* **Source material**
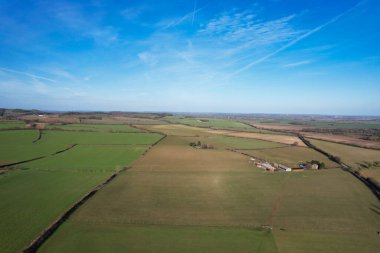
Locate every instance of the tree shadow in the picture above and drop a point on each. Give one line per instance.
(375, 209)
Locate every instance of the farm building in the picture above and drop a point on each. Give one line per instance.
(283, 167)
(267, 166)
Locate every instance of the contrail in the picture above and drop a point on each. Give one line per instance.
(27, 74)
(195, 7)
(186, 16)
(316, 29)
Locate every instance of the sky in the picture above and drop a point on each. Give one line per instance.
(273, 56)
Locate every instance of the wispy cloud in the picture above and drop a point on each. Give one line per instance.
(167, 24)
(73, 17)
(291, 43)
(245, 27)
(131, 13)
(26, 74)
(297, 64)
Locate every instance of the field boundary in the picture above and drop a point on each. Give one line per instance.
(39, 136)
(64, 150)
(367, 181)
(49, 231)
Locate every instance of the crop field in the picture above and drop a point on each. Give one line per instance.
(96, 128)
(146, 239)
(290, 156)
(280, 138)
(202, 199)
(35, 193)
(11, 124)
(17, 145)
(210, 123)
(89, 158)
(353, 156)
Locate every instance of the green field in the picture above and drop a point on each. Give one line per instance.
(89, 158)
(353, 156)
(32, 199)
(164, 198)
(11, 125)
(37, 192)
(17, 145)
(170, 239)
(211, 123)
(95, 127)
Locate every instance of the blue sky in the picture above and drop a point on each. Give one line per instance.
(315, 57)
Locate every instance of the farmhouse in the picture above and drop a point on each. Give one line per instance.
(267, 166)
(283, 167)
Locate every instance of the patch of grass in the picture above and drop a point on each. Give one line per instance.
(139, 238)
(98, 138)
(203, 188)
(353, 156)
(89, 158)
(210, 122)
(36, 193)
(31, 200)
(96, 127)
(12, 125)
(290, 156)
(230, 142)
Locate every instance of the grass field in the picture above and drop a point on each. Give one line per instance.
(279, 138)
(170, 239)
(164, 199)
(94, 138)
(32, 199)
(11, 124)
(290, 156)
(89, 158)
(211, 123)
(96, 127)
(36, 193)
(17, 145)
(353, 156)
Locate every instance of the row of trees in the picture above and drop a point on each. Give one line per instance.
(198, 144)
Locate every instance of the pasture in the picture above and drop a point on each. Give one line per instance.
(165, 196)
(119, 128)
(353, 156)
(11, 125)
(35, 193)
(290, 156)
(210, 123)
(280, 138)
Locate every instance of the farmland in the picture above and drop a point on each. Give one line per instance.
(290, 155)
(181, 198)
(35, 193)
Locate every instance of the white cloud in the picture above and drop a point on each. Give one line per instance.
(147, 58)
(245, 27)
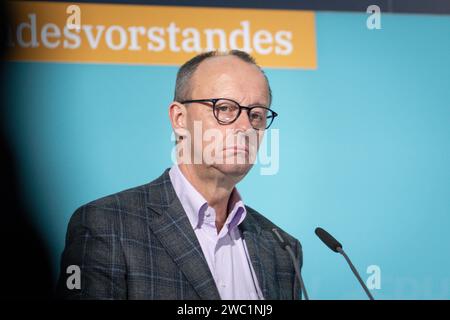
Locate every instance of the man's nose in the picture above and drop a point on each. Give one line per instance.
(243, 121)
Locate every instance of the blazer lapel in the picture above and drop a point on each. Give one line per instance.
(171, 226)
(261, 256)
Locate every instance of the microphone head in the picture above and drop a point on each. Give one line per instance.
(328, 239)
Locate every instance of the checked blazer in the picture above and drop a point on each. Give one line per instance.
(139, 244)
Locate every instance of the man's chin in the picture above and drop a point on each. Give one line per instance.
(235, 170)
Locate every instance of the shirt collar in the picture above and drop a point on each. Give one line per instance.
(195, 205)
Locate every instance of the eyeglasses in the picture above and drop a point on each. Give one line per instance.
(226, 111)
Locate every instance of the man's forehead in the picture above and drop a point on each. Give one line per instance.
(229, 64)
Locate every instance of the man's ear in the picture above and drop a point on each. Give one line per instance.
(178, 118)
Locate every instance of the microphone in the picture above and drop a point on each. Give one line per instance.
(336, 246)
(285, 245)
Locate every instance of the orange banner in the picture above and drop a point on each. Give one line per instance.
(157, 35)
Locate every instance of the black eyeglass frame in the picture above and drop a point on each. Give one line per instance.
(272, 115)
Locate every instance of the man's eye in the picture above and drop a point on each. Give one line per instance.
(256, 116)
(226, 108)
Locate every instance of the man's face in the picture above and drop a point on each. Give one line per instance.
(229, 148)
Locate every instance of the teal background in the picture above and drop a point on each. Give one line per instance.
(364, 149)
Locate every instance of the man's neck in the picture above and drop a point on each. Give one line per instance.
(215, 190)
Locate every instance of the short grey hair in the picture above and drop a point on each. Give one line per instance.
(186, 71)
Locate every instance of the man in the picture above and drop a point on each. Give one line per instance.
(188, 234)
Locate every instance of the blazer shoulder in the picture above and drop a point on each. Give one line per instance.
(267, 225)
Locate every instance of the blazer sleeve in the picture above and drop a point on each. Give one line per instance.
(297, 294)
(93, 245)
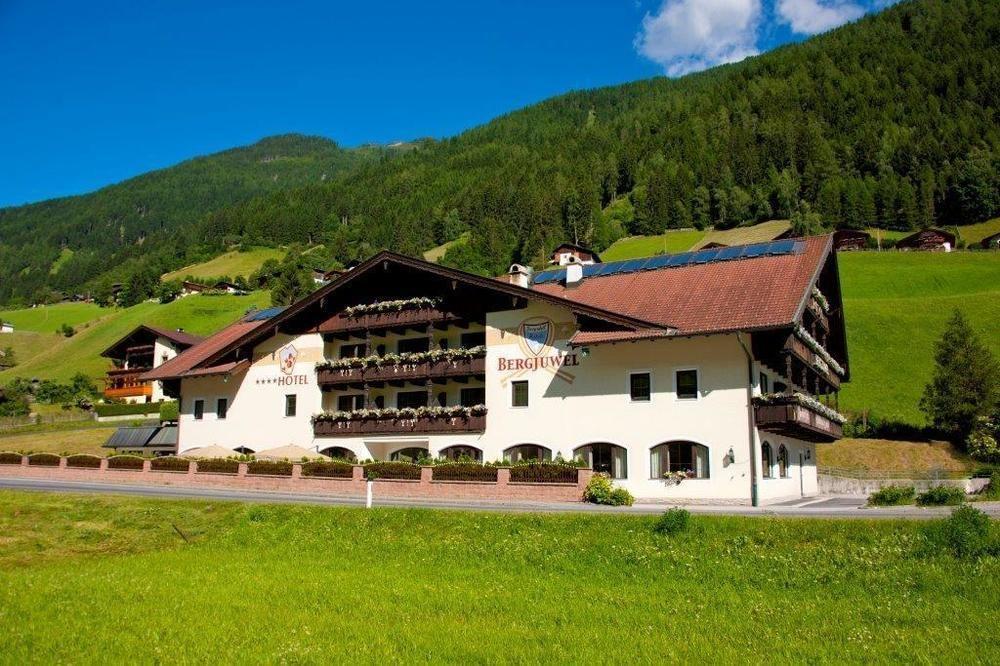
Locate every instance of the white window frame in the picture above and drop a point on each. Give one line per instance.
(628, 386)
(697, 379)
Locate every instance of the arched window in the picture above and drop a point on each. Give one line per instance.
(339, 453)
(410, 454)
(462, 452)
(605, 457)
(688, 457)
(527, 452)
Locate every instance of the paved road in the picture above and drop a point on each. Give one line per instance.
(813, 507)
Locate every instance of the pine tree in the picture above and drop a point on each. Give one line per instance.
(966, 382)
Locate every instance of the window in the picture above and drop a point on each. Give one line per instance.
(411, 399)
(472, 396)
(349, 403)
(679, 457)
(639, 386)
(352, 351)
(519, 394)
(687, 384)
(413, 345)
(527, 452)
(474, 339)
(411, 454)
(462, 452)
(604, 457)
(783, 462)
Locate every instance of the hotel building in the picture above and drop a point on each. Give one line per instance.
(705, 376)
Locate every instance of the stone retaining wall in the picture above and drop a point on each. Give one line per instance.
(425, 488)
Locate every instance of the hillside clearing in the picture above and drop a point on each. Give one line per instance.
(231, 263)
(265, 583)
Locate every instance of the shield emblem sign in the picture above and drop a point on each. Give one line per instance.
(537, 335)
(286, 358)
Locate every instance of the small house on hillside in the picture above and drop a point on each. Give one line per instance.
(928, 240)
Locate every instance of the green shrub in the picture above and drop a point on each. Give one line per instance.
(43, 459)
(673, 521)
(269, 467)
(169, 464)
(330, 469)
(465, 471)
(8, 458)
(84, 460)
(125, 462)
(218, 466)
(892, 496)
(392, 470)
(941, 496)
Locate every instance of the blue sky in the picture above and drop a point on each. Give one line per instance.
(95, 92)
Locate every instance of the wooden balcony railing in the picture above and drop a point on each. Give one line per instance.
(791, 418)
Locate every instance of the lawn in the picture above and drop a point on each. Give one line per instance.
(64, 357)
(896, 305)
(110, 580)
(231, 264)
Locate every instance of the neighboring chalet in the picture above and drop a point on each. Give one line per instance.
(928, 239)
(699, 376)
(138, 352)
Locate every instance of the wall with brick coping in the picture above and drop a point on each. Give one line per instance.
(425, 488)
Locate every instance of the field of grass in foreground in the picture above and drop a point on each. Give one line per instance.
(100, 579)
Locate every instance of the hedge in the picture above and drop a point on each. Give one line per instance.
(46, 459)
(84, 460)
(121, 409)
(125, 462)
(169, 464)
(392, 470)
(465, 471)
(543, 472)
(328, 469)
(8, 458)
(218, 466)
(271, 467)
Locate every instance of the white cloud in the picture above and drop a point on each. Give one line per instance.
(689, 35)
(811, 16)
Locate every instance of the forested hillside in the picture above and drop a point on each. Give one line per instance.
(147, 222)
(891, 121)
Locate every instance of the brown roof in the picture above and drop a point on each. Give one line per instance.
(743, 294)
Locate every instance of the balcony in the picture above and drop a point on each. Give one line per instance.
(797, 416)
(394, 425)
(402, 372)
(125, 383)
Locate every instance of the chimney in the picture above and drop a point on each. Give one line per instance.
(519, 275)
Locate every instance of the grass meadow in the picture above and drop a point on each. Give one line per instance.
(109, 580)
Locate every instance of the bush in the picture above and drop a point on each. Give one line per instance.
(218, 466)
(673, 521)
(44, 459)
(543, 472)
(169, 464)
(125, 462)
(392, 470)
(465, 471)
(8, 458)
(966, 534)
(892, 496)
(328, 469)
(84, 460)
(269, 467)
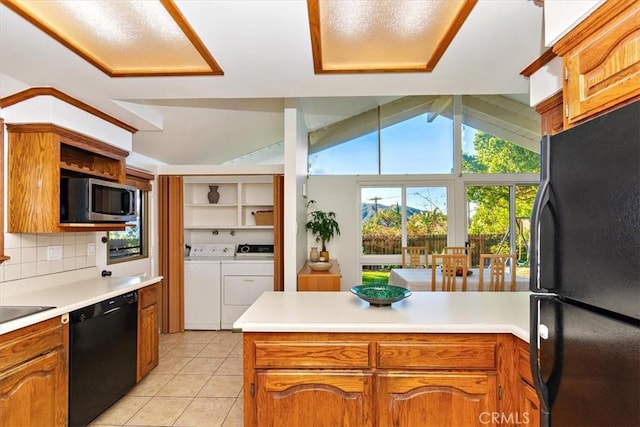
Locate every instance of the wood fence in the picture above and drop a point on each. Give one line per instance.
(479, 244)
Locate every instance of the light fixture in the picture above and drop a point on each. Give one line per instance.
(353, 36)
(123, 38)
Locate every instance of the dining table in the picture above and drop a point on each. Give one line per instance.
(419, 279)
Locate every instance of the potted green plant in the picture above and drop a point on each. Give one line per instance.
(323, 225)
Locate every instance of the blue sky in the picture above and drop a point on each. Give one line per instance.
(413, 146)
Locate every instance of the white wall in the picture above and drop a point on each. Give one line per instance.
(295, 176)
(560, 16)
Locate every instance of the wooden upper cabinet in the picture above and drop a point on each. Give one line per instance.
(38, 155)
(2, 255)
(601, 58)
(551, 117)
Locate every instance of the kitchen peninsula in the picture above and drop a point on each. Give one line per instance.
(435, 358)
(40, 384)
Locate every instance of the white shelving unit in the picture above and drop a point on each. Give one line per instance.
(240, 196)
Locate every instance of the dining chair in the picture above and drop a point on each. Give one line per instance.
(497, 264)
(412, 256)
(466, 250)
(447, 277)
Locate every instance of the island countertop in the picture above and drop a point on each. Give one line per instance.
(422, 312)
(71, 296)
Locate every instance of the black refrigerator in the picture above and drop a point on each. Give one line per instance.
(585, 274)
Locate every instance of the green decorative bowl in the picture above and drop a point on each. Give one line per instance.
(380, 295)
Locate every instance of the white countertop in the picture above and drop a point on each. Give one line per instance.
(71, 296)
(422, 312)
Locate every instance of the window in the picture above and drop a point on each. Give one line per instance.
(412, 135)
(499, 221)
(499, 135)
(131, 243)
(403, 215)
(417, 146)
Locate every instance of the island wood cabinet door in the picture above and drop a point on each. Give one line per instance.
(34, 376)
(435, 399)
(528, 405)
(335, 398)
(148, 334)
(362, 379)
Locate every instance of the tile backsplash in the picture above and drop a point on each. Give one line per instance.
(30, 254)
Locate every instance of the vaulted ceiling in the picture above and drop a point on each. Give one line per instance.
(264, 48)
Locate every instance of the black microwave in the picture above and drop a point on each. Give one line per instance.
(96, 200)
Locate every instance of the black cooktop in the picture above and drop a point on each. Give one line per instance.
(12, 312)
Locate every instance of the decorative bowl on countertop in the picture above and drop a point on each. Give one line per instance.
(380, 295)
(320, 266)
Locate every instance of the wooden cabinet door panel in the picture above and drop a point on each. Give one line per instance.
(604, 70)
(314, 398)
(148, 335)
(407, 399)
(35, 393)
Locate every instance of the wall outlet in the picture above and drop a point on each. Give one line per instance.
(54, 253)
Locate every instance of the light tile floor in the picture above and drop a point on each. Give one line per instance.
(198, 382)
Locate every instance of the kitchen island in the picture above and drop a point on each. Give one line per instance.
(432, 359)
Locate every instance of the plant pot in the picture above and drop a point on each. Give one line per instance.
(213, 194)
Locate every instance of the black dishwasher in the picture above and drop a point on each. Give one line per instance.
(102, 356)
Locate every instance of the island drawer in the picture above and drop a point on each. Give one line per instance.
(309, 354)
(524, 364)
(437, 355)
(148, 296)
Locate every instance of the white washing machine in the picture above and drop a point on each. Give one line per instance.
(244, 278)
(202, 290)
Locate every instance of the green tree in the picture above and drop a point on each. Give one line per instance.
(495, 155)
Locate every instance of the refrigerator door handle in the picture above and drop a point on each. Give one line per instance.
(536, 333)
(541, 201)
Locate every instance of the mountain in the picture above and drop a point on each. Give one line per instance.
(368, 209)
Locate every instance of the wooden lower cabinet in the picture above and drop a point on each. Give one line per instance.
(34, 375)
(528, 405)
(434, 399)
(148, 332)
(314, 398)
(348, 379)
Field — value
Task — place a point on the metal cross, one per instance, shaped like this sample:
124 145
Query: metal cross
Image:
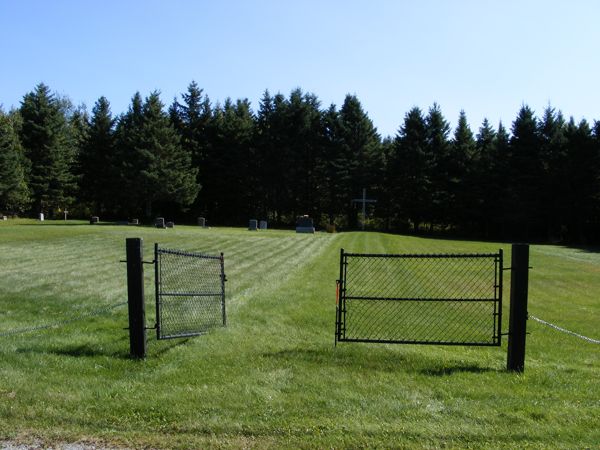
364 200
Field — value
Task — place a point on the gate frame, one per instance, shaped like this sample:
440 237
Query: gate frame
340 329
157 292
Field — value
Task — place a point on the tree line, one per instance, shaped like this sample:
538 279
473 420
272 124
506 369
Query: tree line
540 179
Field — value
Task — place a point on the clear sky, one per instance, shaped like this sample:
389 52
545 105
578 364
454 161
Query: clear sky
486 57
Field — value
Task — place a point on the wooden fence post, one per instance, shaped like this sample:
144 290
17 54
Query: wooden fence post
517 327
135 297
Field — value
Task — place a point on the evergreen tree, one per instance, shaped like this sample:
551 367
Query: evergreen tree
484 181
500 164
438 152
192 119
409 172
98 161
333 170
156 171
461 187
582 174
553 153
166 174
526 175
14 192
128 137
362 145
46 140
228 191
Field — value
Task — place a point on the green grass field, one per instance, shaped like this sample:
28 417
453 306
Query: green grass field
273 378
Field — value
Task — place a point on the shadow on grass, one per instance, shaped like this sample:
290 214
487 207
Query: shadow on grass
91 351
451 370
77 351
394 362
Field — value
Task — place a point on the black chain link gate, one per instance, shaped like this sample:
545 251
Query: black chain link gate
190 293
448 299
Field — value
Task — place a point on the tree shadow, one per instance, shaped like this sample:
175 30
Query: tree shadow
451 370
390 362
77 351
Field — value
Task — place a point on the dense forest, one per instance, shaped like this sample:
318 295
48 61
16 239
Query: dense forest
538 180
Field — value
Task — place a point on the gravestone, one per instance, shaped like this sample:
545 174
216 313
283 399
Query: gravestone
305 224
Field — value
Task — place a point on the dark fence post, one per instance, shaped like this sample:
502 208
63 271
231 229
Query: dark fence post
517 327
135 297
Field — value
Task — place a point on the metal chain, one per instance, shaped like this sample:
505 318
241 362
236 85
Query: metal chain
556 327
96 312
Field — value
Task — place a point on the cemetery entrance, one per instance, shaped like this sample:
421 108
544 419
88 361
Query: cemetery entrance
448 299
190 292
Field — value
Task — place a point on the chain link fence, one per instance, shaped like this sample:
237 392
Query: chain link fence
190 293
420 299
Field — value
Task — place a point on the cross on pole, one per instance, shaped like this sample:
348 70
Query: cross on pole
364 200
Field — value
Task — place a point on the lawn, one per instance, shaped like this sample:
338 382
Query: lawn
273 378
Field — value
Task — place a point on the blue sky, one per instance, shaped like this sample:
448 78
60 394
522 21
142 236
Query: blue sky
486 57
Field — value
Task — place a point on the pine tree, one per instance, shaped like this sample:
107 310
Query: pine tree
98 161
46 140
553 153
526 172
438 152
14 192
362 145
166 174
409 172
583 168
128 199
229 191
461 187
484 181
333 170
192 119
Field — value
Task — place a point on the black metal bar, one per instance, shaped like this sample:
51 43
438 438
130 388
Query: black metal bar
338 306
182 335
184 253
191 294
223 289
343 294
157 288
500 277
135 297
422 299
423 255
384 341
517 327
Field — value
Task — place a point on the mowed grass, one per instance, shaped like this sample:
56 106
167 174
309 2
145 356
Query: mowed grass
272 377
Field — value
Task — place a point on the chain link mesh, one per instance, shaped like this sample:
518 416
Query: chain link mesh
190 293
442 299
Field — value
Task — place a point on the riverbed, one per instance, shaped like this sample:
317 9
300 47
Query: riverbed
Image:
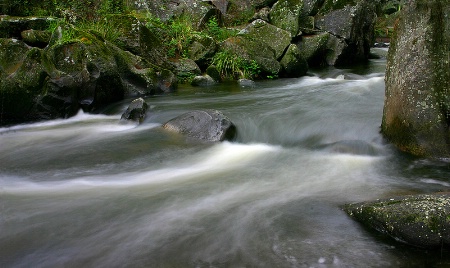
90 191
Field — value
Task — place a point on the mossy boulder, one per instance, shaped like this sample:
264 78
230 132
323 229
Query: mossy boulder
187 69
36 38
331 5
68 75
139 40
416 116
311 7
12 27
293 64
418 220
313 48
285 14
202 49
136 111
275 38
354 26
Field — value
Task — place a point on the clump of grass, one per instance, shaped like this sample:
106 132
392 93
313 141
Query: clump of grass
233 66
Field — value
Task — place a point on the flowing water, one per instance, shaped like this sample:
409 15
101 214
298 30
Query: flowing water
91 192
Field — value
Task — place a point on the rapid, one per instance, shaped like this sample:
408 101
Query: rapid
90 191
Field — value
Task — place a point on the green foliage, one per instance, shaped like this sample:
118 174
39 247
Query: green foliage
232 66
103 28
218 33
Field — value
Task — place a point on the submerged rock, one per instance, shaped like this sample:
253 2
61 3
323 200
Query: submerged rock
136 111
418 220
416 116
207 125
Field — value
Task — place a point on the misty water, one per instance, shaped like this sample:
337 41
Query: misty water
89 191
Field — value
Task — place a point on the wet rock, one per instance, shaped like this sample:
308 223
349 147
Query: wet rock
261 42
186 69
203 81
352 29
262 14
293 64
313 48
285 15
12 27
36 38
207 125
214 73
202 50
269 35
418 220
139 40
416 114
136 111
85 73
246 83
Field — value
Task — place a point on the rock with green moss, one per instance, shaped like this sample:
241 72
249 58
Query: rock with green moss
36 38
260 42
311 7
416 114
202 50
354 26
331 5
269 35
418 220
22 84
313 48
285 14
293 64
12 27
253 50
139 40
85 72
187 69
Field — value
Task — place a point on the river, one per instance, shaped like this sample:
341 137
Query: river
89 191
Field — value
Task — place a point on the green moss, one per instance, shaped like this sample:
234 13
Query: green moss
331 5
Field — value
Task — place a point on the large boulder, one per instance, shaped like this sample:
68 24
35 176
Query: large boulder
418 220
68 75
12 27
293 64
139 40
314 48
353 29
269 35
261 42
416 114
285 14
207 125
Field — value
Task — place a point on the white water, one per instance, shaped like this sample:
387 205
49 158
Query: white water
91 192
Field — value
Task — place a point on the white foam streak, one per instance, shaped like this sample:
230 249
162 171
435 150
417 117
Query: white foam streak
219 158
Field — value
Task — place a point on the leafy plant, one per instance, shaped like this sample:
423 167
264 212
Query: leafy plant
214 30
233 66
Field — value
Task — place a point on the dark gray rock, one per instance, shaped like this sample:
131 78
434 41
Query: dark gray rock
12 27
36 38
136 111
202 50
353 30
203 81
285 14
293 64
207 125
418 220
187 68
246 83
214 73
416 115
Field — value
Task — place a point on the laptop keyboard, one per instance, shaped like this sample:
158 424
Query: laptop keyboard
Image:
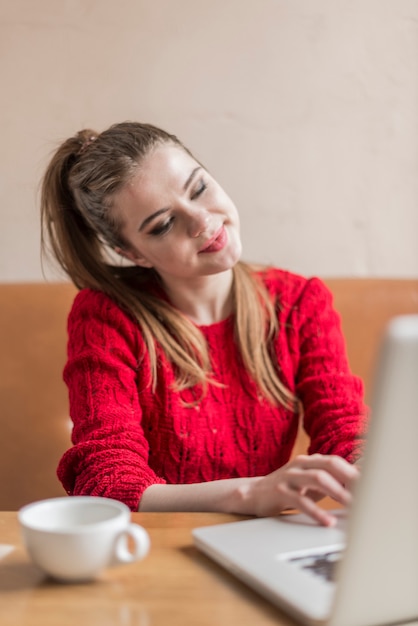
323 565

* **Task**
Copy out each line of the material above that contains the word "black", and treat uppercase and lowercase letters as different.

* **Expected output**
Locate every instance of the black eyeglass frame in the picture above and drop a point on each. Give one line per instance.
Locate every instance of the black refrigerator in the picture above and drop a point on each. Give one line per instance.
Locate every instance of the black microwave in the picture above and drop a point on each. Give one line per instance.
Locate every instance of the black cooktop in the picture above and drop a point on each. Give one line per instance.
Locate every instance of the black dishwasher in the picture above and drop a point on each. Give one line per instance.
Task — place a point on the black chain link gate, one per instance, shaped like this sample:
Query: black chain link gate
Task — place a point on the black metal bar, one per instance, shaped like this sample:
Query: black metal bar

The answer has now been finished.